**SOURCE EXCERPT:**
Travelers Beware: 6 Hand Gestures That Could Get You in Hot Water Overseas

Want to blend in with the locals? It starts with knowing what hand gestures to avoid abroad.

Traveling abroad gives you the chance to do a number of daring things. And whether it’s by using the right utensils for an exotic entrée or the left lane for a drive around town, it’s fun (and occasionally crucial) to tackle new experiences the way the locals do.

This brings us to perhaps the most exhilarating way to try blending in with the locals in a foreign country: communicating! Of course, in places where you know only a few basic phrases, hand gestures are key to getting your message across. But, surprisingly, this is where things can get quickly off track … and instead of blending in, you accidentally stir up trouble.

From the unintentionally rude to the patently absurd, hand gestures abroad can say something entirely different than they do at home.

To help you avoid embarrassment (or worse) on your next journey, here are 6 hand gestures to avoid abroad. After all, as the saying goes, “When in Rome … just keep your arms to your sides, ok?”

1.    Thumbs-up

What you’re probably trying to say: “This is how the Fonz would describe your incredible local cuisine!”

What you could accidentally be saying: “I’m not particularly fond of you.”

Where this mix-up can occur: In parts of the Middle East, the Mediterranean, Asia, and the Philippines, the thumbs-up is a much more aggressive signal than it is in America, similar to our middle finger.

How to atone for your mistake: With a gift-wrapped DVD box set of Happy Days.

2.    High five

What you’re probably trying to say: “Great job,” “Hello,” “Hold on,” or (20 years ago) “Talk to the hand.”

What you might accidentally be saying: “Talk to the hand” (present day).

Where this mix-up can occur: Greece. While the open palm has gone out of style as a sassy gesture here in the U.S., it’s still going strong in this Mediterranean hub. And, although not quite as inflammatory as in Greece, the open palm could also spell trouble in parts of the Middle East and Africa.

How to atone for your mistake: Fist bump.   

3.    Peace sign

What you’re probably trying to say: “Peace” (obviously).

What you could accidentally be saying: Er, “Not peace.”

Where this mix-up can occur: This can be a very insulting hand gesture in places like the U.K., Ireland, New Zealand, and Australia, but only when the palm faces inward, an error famously committed by Winston Churchill.

How to atone for your mistake: Become the most revered prime minister and inspirational leader the offended country’s ever seen (still, that might be too little too late).

 4.    Beckoning finger

What you’re probably trying to say: “Come here a minute.”

What you could accidentally be saying: “Death to you.” (Yikes!)

Where this mix-up can occur: In Japan, Malaysia, Singapore, and some parts of Africa, your casual invitation isn’t what you thought it was.

How to atone for your mistake: Buy them a round once they get over to you.

**ACTIONS TO TAKE:**
1. In the article on hand gestures abroad, which countries and regions are named as places where a beckoning finger can be misread?
2. Repeat the passage of the article on hand gestures abroad word for word, starting with "What you might" and going on through "mistake: Fist bump.".
3. Carry on writing the article on hand gestures abroad from the point where it stops.

**RECORDS:**
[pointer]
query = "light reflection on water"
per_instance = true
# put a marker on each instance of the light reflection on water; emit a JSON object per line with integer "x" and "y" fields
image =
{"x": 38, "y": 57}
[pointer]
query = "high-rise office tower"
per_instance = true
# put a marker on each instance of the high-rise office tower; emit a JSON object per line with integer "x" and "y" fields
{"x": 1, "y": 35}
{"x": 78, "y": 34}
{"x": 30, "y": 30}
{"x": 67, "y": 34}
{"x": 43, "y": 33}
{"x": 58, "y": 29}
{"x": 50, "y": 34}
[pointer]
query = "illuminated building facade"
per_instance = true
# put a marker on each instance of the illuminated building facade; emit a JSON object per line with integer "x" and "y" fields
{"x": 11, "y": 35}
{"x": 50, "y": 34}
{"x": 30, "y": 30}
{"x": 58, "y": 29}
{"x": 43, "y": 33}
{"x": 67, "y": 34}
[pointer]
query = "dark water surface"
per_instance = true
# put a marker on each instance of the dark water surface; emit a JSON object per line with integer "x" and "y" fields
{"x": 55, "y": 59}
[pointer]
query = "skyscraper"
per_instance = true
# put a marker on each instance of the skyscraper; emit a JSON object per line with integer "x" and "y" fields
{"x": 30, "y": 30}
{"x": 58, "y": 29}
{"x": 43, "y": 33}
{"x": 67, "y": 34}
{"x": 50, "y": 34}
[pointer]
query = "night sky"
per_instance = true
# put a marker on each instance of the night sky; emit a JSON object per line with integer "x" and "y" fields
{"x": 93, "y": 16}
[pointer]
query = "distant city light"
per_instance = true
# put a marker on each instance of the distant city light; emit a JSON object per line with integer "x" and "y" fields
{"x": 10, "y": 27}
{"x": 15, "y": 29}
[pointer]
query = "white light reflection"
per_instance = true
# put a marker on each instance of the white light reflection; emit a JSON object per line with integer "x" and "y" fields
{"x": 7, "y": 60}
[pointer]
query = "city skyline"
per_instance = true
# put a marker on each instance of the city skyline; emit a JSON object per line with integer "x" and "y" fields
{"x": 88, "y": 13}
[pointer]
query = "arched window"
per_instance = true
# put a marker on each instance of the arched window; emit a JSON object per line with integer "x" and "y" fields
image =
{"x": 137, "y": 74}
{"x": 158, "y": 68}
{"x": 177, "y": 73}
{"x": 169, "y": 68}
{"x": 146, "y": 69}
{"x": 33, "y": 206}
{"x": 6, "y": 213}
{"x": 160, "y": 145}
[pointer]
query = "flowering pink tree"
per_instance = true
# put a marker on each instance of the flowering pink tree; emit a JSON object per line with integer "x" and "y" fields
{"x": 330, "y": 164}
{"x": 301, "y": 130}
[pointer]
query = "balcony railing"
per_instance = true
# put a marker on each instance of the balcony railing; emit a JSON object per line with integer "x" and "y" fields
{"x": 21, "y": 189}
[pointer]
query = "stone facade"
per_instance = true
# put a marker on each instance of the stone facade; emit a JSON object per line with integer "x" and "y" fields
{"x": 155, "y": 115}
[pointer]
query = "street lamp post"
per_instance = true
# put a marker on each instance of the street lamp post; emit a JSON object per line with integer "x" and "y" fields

**ANSWERS PROVIDED:**
1. Japan, Malaysia, Singapore, and some parts of Africa.

2.
What you might accidentally be saying: “Talk to the hand” (present day).

Where this mix-up can occur: Greece. While the open palm has gone out of style as a sassy gesture here in the U.S., it’s still going strong in this Mediterranean hub. And, although not quite as inflammatory as in Greece, the open palm could also spell trouble in parts of the Middle East and Africa.

How to atone for your mistake: Fist bump.

3.
 5.    Fingers pressed to your nose

What you’re probably trying to say: “There’s a funky smell in here.”

What you could accidentally be saying: “I don’t trust you.”

Where this mix-up can occur: In southern Italy, something as innocuous as a foul odor can turn into a much deeper issue if you’re not careful.

How to atone for your mistake: Share a juicy page of your diary to show the offended parties they’re back in your inner circle.

 6.    Pointing

What you’re probably trying to say: “Do I go that way?”

What you could accidentally be saying: Well … the same thing, just with a whole lot more ‘tude.

Where this mix-up can occur: Many places — probably best to give up this hand gesture anywhere abroad. Using an open hand to motion this way or that is typically a softer, more respectful approach than pointing.

How to atone for your mistake: Um, buy them a round. Who said it’s only a good remedy for one mistake?

International car insurance through Esurance

Knowing which hand gestures to avoid abroad is one way to steer clear of travel misunderstandings. Another one is having the right international car insurance. If you’re traveling north or south of the border, our partner can help tailor a policy that suits your touring plans and helps ensure an unknown driving law doesn’t mean saying adiós to your savings.

You may also want to learn about the international drivers permit. This widely recognizable form of ID can give you some credibility abroad and help you smooth things over with foreign authorities.

Have your own foreign-communication tips (or blunders)? Share them in the comments below.

Related links

Learn how car insurance works when you go out of state.
Read about the 7 most humiliating driving mistakes, and see if you’ve made one (or two).
Here are 5 helpful tips for driving on the left side of the road.

19 Responses to “Travelers Beware: 6 Hand Gestures That Could Get You in Hot Water Overseas”

  1. Avatar for Alex Glenn
    Da'Von Dorsett
    June 15, 2014 #

    Hey Alex, pleas help me with this FLORIDA CAR INSURANCE issue. I was told by my current car insurance company that I can't have multiple cars under my name unless the amount of EXTRA drivers for each additional car leaves in the household. Now my question is how can an insurance company dictate this to me when I see people like JAY LENO and others with 75 plus registered and insured cars under their names? I have 2 cars now and they say I have to have an additional driver to insure anymore. HMMmmmmmmmmmmm

    • Avatar for Alex Glenn
      Jessica Guerin
      June 17, 2014 #

      Hi Da’Von. I checked with one of our insurance experts and she thinks this rule may be specific to your insurance company, so we suggest following up with your insurer to get more information. Many insurance companies will allow you to have more cars than drivers on your policy, so you may want to shop around if your current company won’t allow it.

      In some cases, you may be required to provide documentation confirming that there are no unlisted drivers using the vehicles. As a general note, if people outside the household are driving the car(s) regularly, they should be listed on the policy. And if any of the cars are kept at a different address, you may need to set up a separate policy for those vehicles.

      I hope this helps!

    • Avatar for Alex Glenn
      John Fowler
      August 21, 2014 #

      What do you mean by "leaves"? Are you trying to say lives? I was reading your question and could not make much sense out of it.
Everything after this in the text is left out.